— BEGIN —
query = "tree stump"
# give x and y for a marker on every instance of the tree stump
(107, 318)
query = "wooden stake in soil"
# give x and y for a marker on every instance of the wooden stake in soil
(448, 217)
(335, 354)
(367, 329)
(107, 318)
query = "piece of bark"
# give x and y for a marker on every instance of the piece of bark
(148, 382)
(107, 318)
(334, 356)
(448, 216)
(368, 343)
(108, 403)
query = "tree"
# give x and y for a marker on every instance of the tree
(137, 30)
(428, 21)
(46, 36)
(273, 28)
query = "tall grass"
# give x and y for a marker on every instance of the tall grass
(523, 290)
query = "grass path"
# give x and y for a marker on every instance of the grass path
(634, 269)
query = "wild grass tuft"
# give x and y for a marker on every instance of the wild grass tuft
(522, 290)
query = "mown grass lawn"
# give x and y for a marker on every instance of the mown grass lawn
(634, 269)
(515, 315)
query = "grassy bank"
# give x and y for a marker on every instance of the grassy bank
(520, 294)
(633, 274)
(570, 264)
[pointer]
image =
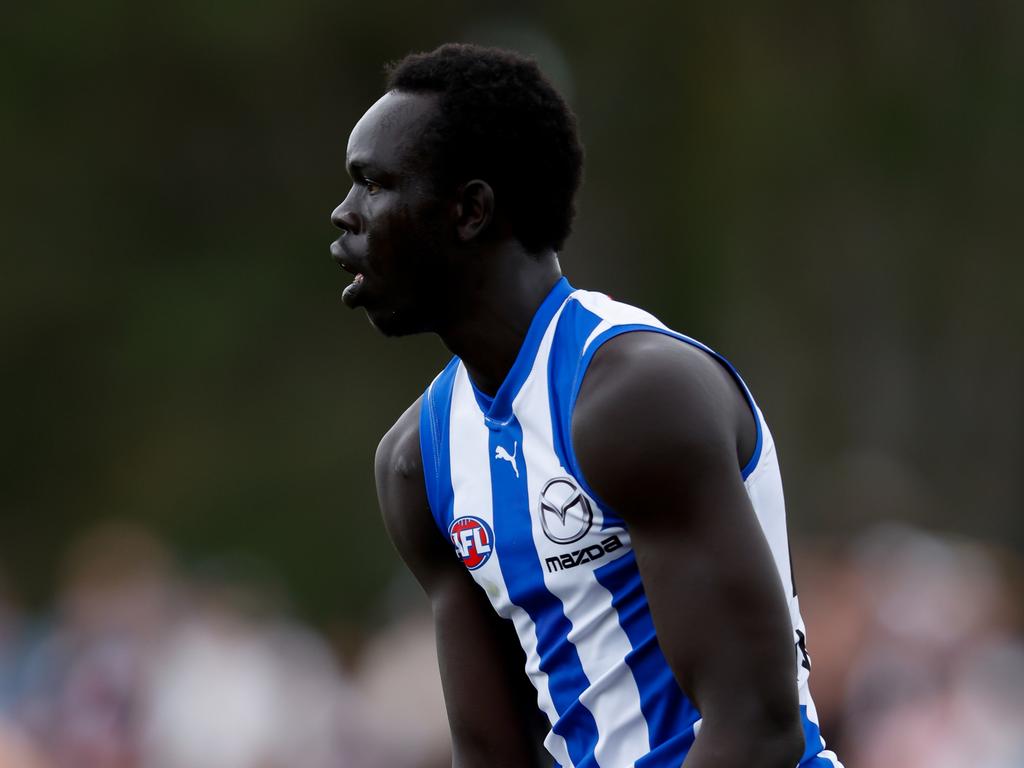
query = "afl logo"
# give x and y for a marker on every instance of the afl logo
(565, 512)
(473, 541)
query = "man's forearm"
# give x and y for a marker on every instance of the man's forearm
(745, 745)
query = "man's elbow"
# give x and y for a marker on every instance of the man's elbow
(780, 748)
(755, 741)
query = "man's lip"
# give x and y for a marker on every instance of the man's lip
(344, 259)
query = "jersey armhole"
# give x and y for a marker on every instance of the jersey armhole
(614, 331)
(434, 419)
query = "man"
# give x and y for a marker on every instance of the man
(579, 478)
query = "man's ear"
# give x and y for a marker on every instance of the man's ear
(474, 209)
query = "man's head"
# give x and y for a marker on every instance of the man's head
(461, 129)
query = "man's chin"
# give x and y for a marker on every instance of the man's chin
(392, 324)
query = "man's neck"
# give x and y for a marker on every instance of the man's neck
(499, 302)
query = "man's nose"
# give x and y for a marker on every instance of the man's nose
(346, 219)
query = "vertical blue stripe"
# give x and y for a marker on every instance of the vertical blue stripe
(813, 743)
(669, 712)
(499, 410)
(523, 576)
(435, 419)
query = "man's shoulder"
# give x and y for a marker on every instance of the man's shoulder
(398, 453)
(652, 370)
(651, 393)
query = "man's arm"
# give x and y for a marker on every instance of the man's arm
(492, 707)
(660, 430)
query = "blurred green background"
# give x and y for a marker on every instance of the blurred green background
(827, 193)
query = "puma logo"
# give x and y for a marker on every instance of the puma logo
(501, 453)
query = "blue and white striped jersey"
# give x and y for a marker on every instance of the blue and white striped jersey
— END —
▸ **Set task**: Write out the full listing verbatim, excluding its pictures.

▸ **Answer for the task**:
query = "tree stump"
# give x and y for a marker on every instance of the tree stump
(107, 318)
query = "wooden stake in soil"
# give x and y for a marker on every instance of the wooden stake in soil
(448, 217)
(335, 354)
(367, 329)
(107, 318)
query = "piece of bark"
# give x and y for a marker on every instance of the piece of bark
(148, 382)
(107, 318)
(334, 356)
(448, 216)
(368, 343)
(108, 403)
query = "tree"
# give x and y for a marker on every instance of the tree
(137, 30)
(428, 21)
(46, 36)
(273, 28)
query = "tall grass"
# give x and y for a marker on every instance of the tall grass
(523, 290)
query = "grass path"
# give x and y for a marker on every instance of the grass path
(634, 269)
query = "wild grass tuft"
# give x and y for a marker on every instance of the wild grass tuft
(522, 290)
query = "mown grass lawn"
# give x and y for a marker on every instance of the mown grass lawn
(634, 269)
(515, 315)
query = "grassy bank"
# give x and y for a marker on every instance of the grassy bank
(520, 294)
(633, 274)
(570, 264)
[pointer]
image =
query = "afl logo"
# give x and y for a marker on every instance of the afl logo
(565, 512)
(473, 541)
query = "man's forearm"
# give x and y for a marker on every instance of the man's forearm
(745, 745)
query = "man's elbow"
# give x and y for a marker on every instance of the man's elbow
(780, 748)
(755, 741)
query = "man's lip"
# give x and y for a marker on every instance of the man's lip
(344, 259)
query = "jersey armhole"
# give x and y for a marker on every instance of the jersey armhole
(614, 331)
(434, 419)
query = "man"
# give x and y for a marker on every instance of the man
(579, 478)
query = "man's ear"
# give x and y for a marker on every instance of the man's ear
(474, 209)
query = "man's head"
# give x and y for a marker on every instance of the man's head
(461, 129)
query = "man's chin"
# give x and y for a marker on every instance of the man's chin
(392, 324)
query = "man's neck"
# give x and y for a marker on every instance of the man's neck
(499, 302)
query = "man's nose"
# give x and y for a marker on every instance of the man's nose
(346, 219)
query = "vertical blue stripe"
# give x and y for a marker on every instance of the vertical blue stripe
(813, 743)
(669, 712)
(499, 410)
(523, 576)
(435, 419)
query = "man's shoulder"
# give x and y for a marker on every instance of the man's shoulder
(398, 453)
(652, 370)
(651, 393)
query = "man's arm"
# give x and y for a marker on every instance of the man's arm
(492, 707)
(660, 430)
query = "blurred green background"
# give x and y for a marker on every instance of the blurred green background
(827, 193)
query = "puma logo"
# give x and y for a marker on every instance of the puma logo
(501, 453)
query = "blue and white striped jersey"
# give x and y for a marker on every instance of the blue and white striped jersey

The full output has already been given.